**What you need to do**. Copy out, character for character, the part of the listing that opens with the line containing "--target mourning cloak butterfly" and closes with the line containing "M 118 140 L", including both of those lines.

Excerpts from annotation records:

[BEGIN]

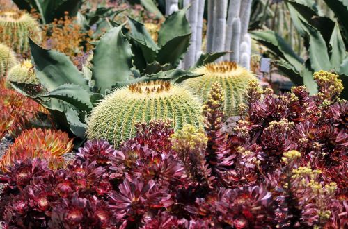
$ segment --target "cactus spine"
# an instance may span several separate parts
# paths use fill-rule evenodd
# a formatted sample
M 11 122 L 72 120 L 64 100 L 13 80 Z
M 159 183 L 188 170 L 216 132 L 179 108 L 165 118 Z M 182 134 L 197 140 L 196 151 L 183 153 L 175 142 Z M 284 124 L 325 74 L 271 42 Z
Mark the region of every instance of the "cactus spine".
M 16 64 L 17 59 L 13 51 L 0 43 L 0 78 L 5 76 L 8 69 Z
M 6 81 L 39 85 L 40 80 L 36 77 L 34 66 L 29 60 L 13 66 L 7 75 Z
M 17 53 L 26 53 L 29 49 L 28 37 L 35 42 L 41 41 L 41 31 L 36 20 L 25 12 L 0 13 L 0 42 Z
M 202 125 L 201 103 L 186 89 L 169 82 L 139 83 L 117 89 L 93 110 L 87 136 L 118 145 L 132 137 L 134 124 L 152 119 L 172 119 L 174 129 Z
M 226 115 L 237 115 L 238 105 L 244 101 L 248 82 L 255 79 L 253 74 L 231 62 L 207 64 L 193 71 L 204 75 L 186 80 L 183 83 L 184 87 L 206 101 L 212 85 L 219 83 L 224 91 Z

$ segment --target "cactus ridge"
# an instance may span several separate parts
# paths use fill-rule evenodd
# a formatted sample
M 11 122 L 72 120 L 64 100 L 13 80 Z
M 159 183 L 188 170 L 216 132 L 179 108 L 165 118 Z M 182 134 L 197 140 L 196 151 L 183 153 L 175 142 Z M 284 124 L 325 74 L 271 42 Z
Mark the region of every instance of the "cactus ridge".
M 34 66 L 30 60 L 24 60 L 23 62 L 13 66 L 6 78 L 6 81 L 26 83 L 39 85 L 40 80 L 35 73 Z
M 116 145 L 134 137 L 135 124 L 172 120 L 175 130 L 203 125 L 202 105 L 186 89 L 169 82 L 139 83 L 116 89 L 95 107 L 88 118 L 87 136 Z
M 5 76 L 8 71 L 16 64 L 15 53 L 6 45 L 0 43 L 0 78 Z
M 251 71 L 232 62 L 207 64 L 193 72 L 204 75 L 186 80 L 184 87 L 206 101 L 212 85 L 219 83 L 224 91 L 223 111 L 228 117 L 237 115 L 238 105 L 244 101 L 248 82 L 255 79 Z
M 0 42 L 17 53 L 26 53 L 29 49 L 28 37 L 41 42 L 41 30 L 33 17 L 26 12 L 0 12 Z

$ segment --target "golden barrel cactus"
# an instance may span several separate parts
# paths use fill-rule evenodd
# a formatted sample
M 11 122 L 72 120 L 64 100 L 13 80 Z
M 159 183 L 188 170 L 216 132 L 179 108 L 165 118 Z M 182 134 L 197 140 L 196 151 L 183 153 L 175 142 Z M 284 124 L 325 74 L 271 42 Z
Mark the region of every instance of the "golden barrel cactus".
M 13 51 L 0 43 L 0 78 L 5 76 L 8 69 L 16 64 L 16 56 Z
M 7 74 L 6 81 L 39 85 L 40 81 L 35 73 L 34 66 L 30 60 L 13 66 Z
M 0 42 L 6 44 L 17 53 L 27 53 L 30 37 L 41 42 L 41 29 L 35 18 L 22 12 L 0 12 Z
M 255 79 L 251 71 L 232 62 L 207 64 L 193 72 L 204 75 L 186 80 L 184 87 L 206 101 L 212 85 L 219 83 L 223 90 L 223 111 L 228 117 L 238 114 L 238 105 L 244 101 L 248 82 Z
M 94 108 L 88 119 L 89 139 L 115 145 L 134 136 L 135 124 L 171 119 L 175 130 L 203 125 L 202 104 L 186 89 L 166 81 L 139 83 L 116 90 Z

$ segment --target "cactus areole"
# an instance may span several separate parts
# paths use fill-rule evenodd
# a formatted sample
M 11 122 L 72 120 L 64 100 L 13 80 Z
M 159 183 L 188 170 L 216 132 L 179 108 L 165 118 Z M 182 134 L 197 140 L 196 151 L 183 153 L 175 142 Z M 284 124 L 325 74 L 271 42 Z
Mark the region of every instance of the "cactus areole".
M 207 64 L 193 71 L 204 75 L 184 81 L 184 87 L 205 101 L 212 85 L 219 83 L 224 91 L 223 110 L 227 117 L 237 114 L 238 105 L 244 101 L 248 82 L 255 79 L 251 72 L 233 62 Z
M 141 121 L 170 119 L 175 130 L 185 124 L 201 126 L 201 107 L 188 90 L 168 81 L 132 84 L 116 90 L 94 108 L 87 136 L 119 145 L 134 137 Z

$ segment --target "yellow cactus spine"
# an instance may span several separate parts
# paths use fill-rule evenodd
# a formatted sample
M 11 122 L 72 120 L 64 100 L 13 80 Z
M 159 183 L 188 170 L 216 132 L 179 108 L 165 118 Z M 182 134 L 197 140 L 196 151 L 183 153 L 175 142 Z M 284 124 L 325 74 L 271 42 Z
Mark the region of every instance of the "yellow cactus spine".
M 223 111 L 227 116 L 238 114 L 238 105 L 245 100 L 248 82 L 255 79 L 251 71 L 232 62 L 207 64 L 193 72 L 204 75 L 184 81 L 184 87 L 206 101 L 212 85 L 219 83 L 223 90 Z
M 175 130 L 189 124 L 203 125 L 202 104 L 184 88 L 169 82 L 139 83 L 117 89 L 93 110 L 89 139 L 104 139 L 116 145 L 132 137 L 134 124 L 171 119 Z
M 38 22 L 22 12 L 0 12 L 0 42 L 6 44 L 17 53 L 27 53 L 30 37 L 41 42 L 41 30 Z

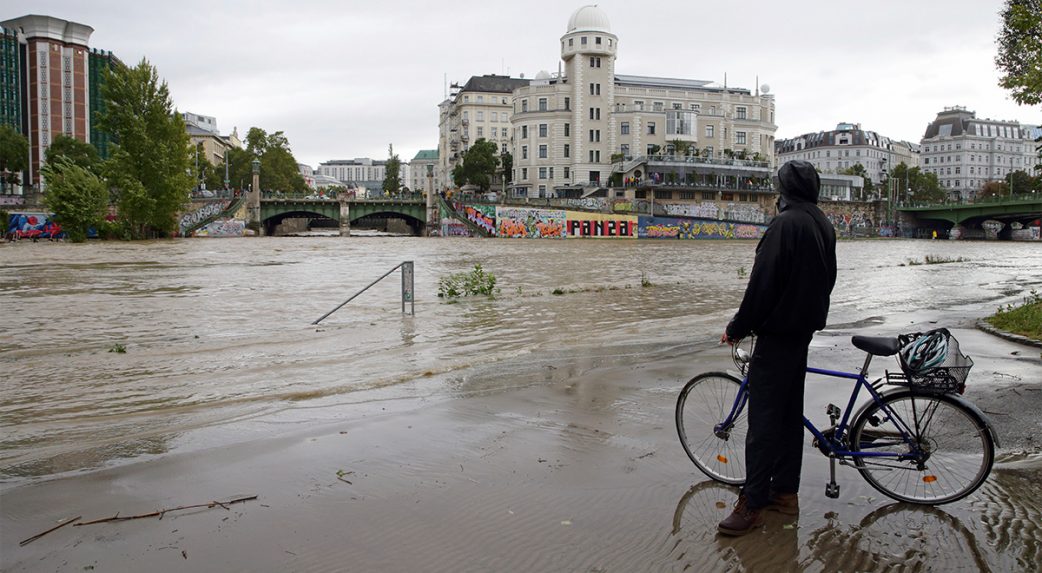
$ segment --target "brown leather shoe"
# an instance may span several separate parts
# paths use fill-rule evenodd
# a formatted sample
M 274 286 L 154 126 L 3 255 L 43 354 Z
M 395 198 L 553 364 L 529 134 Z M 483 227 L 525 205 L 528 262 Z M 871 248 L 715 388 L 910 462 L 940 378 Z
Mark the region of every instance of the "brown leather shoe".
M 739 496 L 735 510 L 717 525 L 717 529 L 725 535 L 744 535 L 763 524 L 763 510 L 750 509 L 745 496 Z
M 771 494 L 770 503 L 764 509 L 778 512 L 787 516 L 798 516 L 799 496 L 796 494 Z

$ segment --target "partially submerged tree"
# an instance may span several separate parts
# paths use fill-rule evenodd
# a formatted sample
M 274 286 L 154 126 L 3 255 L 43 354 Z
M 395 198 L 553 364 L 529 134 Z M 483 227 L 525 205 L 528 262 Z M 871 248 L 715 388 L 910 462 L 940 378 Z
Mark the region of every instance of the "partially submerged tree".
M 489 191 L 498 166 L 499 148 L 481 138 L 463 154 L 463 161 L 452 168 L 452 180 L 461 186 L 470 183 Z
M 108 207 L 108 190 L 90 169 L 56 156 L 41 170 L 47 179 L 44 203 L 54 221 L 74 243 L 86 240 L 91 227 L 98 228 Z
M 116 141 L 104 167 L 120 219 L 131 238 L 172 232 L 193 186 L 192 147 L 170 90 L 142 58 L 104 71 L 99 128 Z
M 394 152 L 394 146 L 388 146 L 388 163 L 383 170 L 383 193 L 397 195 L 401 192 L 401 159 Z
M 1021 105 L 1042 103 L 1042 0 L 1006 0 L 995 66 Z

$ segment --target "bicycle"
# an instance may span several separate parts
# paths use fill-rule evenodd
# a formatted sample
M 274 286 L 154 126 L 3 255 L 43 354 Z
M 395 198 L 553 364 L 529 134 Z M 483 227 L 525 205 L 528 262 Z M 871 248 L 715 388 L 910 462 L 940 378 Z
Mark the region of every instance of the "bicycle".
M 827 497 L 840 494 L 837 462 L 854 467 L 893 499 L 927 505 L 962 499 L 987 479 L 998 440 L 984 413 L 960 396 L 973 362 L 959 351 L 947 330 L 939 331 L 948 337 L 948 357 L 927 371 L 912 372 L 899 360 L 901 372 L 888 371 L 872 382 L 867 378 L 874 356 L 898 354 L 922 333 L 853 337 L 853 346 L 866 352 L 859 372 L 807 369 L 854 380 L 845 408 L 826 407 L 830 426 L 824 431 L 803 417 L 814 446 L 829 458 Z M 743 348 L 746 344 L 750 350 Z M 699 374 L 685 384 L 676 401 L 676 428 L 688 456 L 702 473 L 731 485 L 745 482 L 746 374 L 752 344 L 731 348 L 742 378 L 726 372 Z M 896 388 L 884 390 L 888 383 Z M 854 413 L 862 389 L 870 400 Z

[END]
[BEGIN]

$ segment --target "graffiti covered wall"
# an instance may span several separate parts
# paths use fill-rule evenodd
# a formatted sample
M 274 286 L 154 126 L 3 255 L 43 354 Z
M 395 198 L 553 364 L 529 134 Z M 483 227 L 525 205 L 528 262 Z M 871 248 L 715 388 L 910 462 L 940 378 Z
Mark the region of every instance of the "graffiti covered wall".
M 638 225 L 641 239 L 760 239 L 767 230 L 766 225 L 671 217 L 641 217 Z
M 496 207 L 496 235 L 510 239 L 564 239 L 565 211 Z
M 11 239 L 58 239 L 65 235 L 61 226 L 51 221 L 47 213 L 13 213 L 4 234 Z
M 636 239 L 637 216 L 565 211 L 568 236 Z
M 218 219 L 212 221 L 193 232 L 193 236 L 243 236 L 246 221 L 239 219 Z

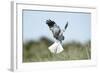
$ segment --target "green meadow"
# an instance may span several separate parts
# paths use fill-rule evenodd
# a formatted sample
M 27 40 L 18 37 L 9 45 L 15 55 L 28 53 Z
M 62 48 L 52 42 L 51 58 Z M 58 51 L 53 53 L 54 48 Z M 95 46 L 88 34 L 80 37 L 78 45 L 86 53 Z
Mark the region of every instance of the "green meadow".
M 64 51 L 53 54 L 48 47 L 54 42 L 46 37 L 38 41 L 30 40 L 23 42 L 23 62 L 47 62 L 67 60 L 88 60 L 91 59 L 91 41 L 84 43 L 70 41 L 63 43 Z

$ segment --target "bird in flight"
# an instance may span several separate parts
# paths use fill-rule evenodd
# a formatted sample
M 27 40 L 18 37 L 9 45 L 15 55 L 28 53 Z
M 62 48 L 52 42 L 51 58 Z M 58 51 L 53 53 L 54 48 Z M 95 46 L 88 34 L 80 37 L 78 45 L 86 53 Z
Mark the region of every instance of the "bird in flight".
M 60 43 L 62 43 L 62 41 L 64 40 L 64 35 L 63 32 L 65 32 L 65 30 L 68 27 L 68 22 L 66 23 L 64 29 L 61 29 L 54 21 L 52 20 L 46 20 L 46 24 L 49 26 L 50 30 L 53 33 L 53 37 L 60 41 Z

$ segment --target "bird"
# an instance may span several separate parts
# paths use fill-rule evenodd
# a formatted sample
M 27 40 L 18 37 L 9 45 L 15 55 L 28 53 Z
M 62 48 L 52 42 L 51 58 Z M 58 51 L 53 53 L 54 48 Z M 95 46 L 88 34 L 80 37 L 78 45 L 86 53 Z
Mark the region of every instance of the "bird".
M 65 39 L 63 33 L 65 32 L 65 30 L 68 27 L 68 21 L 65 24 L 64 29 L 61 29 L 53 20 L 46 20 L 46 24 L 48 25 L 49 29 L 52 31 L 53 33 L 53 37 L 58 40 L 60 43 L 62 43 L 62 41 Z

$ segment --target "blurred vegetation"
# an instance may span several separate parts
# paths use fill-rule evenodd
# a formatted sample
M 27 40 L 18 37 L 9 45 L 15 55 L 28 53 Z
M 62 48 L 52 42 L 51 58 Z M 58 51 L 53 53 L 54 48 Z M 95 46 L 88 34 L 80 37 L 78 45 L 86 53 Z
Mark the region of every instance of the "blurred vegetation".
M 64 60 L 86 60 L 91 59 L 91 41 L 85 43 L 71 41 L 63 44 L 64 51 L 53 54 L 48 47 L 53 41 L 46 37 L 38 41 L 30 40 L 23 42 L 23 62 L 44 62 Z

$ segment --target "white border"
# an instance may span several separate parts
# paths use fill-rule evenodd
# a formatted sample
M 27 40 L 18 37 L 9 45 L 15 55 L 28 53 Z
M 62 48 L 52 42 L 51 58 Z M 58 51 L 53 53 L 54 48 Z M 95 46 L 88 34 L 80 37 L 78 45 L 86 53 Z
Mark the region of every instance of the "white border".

[END]
[BEGIN]

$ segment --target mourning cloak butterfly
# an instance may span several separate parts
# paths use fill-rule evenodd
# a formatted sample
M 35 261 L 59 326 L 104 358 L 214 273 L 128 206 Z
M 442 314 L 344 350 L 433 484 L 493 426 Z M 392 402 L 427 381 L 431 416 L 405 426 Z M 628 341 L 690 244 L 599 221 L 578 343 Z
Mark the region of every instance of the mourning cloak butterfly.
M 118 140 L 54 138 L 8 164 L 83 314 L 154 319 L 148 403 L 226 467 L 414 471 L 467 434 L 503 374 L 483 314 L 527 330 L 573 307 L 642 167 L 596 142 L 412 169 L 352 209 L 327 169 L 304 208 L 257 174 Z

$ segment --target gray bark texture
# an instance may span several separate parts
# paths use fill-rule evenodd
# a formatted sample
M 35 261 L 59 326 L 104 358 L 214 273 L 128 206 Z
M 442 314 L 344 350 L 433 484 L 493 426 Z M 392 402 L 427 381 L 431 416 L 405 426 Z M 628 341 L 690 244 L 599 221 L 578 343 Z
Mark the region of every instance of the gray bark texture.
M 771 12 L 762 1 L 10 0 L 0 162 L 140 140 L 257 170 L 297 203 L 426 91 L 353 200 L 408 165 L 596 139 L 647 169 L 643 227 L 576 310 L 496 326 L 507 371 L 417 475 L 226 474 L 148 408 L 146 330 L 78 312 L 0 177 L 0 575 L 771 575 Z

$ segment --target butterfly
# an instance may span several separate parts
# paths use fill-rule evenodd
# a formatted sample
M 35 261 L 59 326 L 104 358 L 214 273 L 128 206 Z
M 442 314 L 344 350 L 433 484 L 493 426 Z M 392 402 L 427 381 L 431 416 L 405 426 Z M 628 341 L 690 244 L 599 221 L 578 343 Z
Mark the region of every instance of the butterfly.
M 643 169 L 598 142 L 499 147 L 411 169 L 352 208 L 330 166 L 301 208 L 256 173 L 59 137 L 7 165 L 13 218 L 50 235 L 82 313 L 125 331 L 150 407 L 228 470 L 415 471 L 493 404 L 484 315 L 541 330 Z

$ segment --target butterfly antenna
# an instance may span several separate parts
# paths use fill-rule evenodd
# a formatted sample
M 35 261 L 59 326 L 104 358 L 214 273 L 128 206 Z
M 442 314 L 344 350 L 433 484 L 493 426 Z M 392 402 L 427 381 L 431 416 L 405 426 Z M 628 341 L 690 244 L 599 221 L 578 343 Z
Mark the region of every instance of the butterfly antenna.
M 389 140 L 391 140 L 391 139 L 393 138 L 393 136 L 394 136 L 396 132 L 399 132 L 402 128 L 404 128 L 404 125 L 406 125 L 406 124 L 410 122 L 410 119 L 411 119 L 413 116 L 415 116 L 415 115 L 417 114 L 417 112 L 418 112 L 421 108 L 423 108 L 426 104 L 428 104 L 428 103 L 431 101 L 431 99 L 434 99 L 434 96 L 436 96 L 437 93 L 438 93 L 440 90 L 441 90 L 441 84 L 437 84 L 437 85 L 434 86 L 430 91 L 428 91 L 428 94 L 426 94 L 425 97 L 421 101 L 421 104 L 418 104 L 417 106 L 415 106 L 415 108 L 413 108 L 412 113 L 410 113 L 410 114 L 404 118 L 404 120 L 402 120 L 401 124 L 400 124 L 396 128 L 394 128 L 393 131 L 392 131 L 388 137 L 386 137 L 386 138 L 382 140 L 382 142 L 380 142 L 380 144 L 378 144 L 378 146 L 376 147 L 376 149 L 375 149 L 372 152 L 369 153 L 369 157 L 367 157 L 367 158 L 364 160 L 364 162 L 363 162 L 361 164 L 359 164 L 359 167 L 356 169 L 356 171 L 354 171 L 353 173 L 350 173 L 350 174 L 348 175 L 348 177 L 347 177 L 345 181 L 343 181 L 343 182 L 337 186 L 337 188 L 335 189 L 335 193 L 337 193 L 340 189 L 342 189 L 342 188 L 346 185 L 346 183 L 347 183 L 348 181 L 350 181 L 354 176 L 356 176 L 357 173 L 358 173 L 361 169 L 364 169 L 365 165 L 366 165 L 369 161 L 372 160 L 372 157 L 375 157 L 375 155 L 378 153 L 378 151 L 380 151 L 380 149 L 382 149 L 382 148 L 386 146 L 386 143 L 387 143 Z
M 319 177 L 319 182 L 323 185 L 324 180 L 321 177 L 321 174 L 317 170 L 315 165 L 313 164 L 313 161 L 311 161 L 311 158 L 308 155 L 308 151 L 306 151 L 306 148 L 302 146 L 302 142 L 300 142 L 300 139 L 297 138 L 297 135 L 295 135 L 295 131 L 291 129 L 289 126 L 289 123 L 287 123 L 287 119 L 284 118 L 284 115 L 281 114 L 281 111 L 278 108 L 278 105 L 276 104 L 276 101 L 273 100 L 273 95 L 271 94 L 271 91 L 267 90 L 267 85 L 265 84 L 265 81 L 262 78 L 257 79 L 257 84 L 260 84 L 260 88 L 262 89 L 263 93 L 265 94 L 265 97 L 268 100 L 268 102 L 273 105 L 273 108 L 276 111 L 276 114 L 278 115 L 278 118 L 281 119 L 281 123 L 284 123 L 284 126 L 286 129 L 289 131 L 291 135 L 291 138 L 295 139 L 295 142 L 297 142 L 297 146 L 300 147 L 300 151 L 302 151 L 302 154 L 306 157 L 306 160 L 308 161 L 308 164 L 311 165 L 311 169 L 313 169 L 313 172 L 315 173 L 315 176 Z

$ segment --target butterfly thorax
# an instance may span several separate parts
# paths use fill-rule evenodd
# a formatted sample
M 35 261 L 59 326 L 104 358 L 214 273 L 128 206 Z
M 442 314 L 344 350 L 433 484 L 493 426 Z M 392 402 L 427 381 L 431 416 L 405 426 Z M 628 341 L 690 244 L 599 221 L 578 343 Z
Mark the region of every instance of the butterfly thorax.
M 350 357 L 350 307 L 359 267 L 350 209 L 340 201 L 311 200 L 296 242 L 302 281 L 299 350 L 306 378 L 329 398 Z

[END]

**Response to this exercise**.
$ segment --target mourning cloak butterfly
# an instance may span several separate parts
# paths use fill-rule evenodd
# a formatted sample
M 35 261 L 59 326 L 104 358 L 214 273 L 128 206 Z
M 442 314 L 344 350 L 433 484 L 493 426 Z M 392 402 L 427 381 L 431 416 L 405 426 Z M 628 341 L 690 244 L 599 221 L 578 343 Z
Mark the region of every instance of the mourning cloak butterfly.
M 118 140 L 54 138 L 8 164 L 83 314 L 154 319 L 148 403 L 226 467 L 414 471 L 467 434 L 503 374 L 483 314 L 527 330 L 573 307 L 642 167 L 596 142 L 412 169 L 352 209 L 327 169 L 304 208 L 257 174 Z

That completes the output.